**Task objective**
Reproduce the listing below in full, keeping every line word for word.
— Start of Data supplied —
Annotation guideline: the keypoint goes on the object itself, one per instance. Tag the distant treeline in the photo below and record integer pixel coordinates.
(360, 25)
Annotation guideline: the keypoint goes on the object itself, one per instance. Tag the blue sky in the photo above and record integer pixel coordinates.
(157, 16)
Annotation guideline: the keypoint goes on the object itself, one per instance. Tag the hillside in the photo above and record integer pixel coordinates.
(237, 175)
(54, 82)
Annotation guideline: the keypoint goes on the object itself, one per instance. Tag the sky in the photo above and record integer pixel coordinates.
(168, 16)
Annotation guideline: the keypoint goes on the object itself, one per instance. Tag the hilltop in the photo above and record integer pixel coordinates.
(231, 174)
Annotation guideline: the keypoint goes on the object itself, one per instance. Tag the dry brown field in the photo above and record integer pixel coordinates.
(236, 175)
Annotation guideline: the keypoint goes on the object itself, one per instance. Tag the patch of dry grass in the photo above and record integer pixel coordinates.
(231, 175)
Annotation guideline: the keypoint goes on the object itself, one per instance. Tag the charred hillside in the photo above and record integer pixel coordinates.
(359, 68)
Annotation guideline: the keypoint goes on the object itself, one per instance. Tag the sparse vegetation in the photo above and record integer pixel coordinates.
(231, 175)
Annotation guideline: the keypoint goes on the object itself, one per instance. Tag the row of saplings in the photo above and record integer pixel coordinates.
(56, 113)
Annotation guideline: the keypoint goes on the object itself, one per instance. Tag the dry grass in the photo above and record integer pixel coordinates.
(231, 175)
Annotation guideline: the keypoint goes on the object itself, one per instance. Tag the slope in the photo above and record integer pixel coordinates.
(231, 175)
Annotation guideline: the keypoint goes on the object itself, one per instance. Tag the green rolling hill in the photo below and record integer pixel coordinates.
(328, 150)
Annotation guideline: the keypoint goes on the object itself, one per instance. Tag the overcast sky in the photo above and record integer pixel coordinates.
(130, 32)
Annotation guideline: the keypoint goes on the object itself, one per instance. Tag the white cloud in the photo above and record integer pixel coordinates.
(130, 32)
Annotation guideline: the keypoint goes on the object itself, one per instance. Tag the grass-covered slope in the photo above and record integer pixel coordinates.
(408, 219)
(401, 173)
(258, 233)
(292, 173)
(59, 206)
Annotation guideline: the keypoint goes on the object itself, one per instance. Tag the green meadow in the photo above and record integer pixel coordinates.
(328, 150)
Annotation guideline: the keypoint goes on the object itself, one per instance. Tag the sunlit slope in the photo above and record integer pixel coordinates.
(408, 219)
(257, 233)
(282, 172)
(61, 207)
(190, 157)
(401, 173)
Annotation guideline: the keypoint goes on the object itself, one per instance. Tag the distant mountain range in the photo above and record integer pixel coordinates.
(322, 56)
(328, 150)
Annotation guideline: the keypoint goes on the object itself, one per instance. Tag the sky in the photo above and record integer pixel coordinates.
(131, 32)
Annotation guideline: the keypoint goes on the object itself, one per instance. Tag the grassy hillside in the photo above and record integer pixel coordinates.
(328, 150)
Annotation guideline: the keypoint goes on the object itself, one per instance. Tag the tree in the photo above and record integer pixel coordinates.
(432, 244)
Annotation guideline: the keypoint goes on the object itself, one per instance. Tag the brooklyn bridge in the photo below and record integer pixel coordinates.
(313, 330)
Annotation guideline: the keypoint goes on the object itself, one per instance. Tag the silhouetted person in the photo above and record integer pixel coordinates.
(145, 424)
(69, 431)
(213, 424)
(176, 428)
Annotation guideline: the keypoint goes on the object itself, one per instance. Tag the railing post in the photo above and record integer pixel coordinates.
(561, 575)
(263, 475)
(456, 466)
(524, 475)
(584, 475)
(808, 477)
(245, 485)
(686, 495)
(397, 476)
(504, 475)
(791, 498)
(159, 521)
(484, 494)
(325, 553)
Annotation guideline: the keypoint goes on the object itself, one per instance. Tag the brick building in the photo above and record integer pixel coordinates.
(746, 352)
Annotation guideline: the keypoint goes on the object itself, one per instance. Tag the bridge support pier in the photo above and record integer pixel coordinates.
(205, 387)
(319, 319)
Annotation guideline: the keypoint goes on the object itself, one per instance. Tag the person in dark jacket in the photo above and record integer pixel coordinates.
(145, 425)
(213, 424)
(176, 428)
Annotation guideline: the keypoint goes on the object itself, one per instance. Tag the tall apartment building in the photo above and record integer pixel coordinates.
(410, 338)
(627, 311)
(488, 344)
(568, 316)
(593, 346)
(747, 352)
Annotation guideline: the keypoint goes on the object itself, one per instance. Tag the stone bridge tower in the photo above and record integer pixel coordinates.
— End of Data supplied —
**Response**
Annotation guideline: the keypoint goes on the object itself, one per instance. Tag the distant treeline in the photo below and record integer pixel coordinates.
(360, 25)
Annotation guideline: the keypoint goes on the object itself, one per instance. Tag the blue sky in the photo above and record integer pixel coordinates.
(157, 16)
Annotation guideline: the keypoint goes on the object itself, one per instance. Tag the hillside in the photo above and record integer pixel coordinates.
(237, 175)
(54, 82)
Annotation guideline: the keypoint goes on the object itself, one per instance. Tag the sky in the photo above and record integer pixel coordinates.
(168, 16)
Annotation guideline: the keypoint goes on the object itself, one per instance. Tag the hilltop in the photo above and record integer pixel coordinates.
(231, 174)
Annotation guideline: the keypoint goes on the object itself, one per instance. Tag the dry brown field in the photo above and record integer pixel coordinates.
(236, 175)
Annotation guideline: the keypoint goes on the object itself, one per instance. Tag the patch of dry grass in the photo above and record integer pixel coordinates.
(231, 175)
Annotation guideline: the keypoint goes on the object itself, one per instance. Tag the charred hillside in the photo above and record integer pixel coordinates.
(359, 68)
Annotation guideline: the keypoint goes on the object itself, one per instance. Tag the sparse vegetation in the photo above and record integer pixel coordinates.
(231, 175)
Annotation guideline: the keypoint goes on the object itself, one per instance. Tag the row of saplings in the photo above and record integer pixel coordinates.
(56, 113)
Annotation guideline: the keypoint goes on the object itself, one per instance. Tag the dry grass in the photo above and record integer pixel coordinates.
(231, 175)
Annotation guideline: the keypoint goes on the object itself, one per instance. Tag the slope in the photo above and record integer pixel coordinates.
(231, 175)
Annotation guideline: the keypoint goes on the object itself, one per instance. Tag the green rolling hill in the photo below and record integer pixel coordinates.
(328, 150)
Annotation guideline: the keypoint goes on the object itself, one per instance. Tag the overcast sky in the photo above and record integer pixel coordinates.
(130, 32)
Annotation guideline: the keypoint goes on the object itself, one per instance. Tag the white cloud in the photo above and record integer pixel coordinates.
(130, 32)
Annotation guideline: the keypoint goes on the object itself, one per instance. Tag the grass-covered slope in the photo above and record integer pixel coordinates.
(408, 219)
(401, 173)
(258, 233)
(292, 173)
(59, 206)
Annotation guideline: the keypoint goes on the object itself, one per instance. Tag the green meadow in the photo above and record integer pixel coordinates.
(328, 150)
Annotation guideline: the keypoint goes on the object itself, one per instance. Tag the sunlit slope in the photo above and record integer pixel coordinates.
(408, 219)
(257, 233)
(282, 172)
(61, 207)
(190, 157)
(401, 173)
Annotation guideline: the keypoint goes on the object itself, one per instance. Tag the distant mountain range in the photo above and record integer pixel coordinates.
(322, 56)
(328, 150)
Annotation guideline: the keypoint goes on the object itself, one per instance. Tag the sky in the photo above and record integer pixel coordinates.
(131, 32)
Annotation guideline: the keypoint goes on the object itself, one per instance. Tag the grassy hillside in the photo above and record integer pixel coordinates.
(328, 150)
Annotation guideline: the keypoint goes on the object itself, one per instance. Tag the tree in the photo above and record integer pixel coordinates.
(432, 244)
Annotation guideline: the keypoint goes on the object itself, one per instance. Tag the brooklyn bridge in the photo below and record integer pixel coordinates.
(313, 330)
Annotation guideline: the keypoint goes on the object itself, one per instance. Tag the silhouetted person in the photo above and record integer pixel coordinates.
(145, 424)
(69, 431)
(213, 424)
(176, 428)
Annotation guideline: the keypoint goes on the object itself, one per instance. Tag the railing post in the photo above and record integer pixel coordinates.
(561, 575)
(263, 475)
(456, 466)
(524, 475)
(584, 475)
(808, 477)
(245, 485)
(686, 495)
(397, 476)
(504, 475)
(791, 498)
(159, 521)
(484, 494)
(325, 553)
Annotation guideline: the keypoint goes on the object itself, one per instance. Tag the brick building in the photo above and record integer pixel coordinates.
(746, 352)
Annotation guideline: the keypoint goes on the object itself, one per instance. Tag the bridge support pier in the photo above and record integer pixel coordinates.
(205, 387)
(319, 319)
Annotation guideline: the keypoint goes on the object itself, one per instance. Tag the person in dark jacket in the photo above and record integer pixel coordinates.
(145, 425)
(213, 424)
(176, 428)
Annotation guideline: the keypoint goes on the object itself, one per instance. Tag the tall apartment building in the photo above and record integer pixel coordinates.
(410, 338)
(627, 311)
(488, 344)
(568, 316)
(593, 346)
(747, 352)
Annotation guideline: the keypoint goes on the object itself, one per instance. Tag the stone bridge tower in the photo above and record integer pixel coordinates.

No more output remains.